Short task: Please rewrite every line of the material below, from the line containing "Can you find the baseball" down to the line containing "[[227, 216]]", and shift each coordinate by adding 43 to every number. Include both end lines and nothing outside that span.
--- begin Supplied records ---
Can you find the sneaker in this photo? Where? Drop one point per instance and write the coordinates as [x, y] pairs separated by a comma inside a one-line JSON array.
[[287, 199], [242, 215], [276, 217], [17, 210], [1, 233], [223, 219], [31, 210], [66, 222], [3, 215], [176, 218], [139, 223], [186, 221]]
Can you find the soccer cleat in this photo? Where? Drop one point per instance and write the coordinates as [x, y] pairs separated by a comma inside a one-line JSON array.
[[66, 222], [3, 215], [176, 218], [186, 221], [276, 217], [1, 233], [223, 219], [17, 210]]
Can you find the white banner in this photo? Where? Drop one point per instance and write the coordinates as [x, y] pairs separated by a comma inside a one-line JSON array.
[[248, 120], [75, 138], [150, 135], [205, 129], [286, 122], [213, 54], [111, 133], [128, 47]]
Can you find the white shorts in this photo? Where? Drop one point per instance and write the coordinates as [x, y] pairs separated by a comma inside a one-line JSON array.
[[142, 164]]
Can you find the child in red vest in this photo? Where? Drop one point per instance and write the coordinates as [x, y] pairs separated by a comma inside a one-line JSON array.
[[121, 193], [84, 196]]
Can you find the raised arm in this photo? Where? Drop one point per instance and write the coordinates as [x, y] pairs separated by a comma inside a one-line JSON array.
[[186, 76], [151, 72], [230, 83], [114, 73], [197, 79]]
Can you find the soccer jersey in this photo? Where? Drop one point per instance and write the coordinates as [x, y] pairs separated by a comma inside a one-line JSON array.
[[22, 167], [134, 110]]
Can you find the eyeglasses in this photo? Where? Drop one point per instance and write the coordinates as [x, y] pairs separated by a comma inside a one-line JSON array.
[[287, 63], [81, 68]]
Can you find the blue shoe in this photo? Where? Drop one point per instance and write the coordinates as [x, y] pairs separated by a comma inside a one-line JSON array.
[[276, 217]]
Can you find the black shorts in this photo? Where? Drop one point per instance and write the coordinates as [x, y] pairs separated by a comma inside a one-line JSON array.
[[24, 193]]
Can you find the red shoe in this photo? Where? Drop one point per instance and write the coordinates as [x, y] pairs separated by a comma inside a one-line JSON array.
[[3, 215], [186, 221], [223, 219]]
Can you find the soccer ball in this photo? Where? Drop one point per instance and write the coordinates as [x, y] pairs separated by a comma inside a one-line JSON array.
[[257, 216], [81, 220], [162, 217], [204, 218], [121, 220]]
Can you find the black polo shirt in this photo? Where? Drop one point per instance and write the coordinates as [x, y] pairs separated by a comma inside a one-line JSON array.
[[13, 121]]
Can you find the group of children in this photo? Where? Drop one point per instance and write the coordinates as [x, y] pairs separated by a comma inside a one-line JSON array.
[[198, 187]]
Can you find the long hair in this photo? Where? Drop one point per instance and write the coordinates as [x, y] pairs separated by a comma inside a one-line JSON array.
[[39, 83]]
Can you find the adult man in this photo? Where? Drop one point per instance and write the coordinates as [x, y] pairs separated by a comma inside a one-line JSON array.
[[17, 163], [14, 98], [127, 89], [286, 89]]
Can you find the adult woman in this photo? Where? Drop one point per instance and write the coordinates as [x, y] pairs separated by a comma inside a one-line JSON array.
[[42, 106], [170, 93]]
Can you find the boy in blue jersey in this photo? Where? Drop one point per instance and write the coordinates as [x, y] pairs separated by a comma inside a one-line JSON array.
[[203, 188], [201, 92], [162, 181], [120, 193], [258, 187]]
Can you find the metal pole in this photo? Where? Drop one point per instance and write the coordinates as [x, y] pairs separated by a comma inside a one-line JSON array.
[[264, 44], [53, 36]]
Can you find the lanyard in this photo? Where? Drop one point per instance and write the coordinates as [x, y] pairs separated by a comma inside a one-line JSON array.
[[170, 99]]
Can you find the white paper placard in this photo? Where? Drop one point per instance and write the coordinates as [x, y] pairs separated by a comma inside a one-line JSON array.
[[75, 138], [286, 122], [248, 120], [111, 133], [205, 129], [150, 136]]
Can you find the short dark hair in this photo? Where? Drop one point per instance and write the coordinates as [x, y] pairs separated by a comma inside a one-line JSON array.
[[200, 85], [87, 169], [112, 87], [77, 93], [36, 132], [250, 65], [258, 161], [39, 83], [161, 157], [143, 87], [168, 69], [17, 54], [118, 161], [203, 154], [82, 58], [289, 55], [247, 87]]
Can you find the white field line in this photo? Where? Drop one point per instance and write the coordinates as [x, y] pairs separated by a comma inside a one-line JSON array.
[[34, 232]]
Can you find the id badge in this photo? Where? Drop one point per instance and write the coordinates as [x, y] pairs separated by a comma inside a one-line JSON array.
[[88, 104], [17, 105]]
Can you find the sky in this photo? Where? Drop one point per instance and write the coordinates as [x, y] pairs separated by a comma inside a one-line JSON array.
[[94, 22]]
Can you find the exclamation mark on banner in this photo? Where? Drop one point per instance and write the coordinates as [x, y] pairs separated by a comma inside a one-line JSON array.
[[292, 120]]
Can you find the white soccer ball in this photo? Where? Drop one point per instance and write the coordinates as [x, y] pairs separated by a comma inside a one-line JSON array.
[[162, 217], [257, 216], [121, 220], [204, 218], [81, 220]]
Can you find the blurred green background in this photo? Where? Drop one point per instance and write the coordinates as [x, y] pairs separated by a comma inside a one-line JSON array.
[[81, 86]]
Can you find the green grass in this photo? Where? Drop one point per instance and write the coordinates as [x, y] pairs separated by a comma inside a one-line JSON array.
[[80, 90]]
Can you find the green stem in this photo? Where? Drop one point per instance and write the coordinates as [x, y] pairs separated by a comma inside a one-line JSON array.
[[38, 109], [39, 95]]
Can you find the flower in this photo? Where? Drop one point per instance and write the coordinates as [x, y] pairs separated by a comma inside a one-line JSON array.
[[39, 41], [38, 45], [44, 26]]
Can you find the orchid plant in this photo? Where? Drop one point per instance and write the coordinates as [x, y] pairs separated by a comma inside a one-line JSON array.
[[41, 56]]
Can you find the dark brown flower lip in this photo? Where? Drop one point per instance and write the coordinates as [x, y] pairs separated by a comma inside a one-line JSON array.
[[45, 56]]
--- end Supplied records ---
--- begin Supplied records ---
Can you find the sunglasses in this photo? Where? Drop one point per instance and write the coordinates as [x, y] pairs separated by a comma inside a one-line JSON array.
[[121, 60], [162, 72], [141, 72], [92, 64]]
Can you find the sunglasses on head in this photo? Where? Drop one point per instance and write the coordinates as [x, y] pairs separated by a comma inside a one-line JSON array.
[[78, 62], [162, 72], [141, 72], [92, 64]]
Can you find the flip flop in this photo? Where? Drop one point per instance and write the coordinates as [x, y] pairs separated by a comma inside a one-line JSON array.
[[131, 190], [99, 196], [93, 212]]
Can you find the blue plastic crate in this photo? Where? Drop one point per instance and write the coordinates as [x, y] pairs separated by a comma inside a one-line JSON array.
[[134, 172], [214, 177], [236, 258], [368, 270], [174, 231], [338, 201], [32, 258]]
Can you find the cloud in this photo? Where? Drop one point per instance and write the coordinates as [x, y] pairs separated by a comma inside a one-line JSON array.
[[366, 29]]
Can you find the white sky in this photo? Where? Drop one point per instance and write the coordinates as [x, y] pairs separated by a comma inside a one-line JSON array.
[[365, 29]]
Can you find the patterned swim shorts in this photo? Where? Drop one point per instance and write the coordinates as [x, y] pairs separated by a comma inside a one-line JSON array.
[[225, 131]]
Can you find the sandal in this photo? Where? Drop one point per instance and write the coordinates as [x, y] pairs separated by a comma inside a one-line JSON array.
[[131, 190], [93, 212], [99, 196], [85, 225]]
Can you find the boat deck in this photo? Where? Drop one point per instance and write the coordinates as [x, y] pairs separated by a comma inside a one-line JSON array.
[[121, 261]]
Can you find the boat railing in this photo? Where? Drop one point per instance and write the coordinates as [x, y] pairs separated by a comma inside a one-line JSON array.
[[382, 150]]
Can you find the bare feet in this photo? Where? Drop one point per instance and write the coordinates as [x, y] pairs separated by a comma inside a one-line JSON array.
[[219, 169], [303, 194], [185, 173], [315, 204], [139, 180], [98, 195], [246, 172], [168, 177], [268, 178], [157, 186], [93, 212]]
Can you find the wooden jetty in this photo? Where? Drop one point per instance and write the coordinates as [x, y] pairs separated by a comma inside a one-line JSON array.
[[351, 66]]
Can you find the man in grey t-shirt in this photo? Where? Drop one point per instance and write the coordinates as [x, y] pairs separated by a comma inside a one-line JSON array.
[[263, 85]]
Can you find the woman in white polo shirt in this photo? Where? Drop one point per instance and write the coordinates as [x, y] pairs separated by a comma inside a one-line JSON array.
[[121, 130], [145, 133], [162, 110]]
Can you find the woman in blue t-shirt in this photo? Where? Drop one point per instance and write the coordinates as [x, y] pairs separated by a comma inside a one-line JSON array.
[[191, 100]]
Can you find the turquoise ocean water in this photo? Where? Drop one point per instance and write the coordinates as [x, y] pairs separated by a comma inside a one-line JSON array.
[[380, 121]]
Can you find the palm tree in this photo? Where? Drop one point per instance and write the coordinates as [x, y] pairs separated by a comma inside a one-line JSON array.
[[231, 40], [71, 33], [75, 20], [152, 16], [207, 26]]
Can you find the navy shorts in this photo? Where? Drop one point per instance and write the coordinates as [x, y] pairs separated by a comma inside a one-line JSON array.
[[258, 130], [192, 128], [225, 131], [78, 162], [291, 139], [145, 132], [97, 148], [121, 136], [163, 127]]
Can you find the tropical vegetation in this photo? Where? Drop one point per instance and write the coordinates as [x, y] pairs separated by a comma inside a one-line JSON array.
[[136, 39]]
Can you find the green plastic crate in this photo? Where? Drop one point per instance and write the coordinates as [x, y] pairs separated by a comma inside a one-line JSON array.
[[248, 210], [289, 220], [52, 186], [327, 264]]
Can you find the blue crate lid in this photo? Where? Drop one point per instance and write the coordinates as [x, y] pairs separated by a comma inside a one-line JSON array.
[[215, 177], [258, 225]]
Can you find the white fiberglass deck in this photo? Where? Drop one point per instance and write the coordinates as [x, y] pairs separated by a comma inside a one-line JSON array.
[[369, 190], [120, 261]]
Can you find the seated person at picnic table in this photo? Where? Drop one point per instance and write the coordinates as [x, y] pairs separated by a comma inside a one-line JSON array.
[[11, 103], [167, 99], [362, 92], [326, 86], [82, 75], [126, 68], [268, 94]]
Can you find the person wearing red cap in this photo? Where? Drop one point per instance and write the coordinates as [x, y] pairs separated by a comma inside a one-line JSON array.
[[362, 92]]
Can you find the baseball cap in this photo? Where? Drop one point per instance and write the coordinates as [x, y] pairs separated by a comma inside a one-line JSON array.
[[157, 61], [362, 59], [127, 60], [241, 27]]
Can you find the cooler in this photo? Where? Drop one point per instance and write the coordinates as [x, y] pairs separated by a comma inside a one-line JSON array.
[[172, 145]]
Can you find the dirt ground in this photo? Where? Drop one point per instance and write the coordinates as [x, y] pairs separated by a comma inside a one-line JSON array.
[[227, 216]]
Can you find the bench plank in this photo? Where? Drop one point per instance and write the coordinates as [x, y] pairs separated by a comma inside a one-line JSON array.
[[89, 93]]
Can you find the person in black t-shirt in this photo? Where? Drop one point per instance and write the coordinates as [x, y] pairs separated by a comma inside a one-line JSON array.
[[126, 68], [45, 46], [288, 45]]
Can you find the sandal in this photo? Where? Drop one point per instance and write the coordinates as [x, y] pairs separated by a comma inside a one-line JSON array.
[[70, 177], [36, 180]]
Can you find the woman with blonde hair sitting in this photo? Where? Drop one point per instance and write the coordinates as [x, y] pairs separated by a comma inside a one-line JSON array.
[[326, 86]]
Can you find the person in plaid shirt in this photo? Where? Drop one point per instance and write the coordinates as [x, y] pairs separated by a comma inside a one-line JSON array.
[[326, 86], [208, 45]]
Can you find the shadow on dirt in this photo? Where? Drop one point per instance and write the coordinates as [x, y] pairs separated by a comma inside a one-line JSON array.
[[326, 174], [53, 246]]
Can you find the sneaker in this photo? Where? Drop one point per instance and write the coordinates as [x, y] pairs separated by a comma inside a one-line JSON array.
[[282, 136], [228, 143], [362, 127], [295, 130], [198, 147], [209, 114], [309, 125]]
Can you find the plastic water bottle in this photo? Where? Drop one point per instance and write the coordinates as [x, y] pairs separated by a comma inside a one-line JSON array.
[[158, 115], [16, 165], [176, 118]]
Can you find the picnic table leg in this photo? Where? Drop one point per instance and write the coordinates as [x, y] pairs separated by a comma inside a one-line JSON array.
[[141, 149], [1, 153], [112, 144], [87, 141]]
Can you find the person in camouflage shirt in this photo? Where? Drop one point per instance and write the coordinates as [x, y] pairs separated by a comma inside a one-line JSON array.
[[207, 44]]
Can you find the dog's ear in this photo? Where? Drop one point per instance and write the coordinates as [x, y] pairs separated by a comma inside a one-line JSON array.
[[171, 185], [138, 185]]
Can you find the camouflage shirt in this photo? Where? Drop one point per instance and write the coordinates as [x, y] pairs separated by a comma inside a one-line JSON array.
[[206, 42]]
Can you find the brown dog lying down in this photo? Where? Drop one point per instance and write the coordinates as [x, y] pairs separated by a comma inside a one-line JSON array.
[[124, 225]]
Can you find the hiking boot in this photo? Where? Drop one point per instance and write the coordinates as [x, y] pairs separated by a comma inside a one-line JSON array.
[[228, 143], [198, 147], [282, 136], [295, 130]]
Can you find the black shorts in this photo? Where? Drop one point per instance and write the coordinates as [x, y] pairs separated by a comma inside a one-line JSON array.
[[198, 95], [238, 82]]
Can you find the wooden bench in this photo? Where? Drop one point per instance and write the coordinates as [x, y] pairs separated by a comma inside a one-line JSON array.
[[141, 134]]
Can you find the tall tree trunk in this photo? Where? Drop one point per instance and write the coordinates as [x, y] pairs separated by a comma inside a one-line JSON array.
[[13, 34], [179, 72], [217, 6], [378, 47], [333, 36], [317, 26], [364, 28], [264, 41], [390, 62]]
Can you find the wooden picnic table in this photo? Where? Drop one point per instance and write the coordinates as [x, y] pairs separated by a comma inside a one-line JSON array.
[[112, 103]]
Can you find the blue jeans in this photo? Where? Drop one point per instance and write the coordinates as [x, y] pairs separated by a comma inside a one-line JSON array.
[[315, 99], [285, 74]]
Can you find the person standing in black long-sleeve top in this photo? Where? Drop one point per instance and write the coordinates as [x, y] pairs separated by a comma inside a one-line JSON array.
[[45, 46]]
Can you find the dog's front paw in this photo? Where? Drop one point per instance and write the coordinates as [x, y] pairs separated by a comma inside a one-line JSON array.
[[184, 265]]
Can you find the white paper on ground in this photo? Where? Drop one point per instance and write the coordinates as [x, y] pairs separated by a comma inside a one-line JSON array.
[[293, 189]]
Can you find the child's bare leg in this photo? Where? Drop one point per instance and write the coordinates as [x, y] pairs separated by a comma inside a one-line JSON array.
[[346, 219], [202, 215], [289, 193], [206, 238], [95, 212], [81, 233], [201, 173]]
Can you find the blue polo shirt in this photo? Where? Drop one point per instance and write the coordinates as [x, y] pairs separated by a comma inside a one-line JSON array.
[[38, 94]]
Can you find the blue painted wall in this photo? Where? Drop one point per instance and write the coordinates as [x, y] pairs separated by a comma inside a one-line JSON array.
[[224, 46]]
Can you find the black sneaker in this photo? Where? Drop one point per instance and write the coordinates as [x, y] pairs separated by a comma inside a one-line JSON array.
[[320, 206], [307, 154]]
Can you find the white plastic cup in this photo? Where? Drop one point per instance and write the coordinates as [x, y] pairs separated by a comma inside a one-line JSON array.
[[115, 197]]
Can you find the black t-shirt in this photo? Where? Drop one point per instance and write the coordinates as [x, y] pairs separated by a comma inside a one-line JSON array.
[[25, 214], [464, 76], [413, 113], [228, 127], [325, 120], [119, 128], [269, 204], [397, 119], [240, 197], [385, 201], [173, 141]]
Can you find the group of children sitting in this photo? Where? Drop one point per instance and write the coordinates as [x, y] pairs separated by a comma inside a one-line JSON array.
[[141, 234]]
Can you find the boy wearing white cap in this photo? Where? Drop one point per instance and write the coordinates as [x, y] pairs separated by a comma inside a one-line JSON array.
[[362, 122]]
--- end Supplied records ---
The solution:
Can you find the baseball cap in this photo? Where? Drop one point per instance and write the coordinates as [x, y] pairs separated by a comma inside a one-line JSON array.
[[200, 104], [405, 102], [170, 103], [284, 70]]
Can you find the cooler in this photo? Where? Drop one point per instance and write the coordinates as [x, y] pairs separated by a comma inside a one-line JSON array.
[[215, 188]]
Can you find the dirt ground in this photo? Where? Drop one point per instance and write the coordinates as [x, y] pairs separated by a comma inside a one-line JSON array.
[[270, 259]]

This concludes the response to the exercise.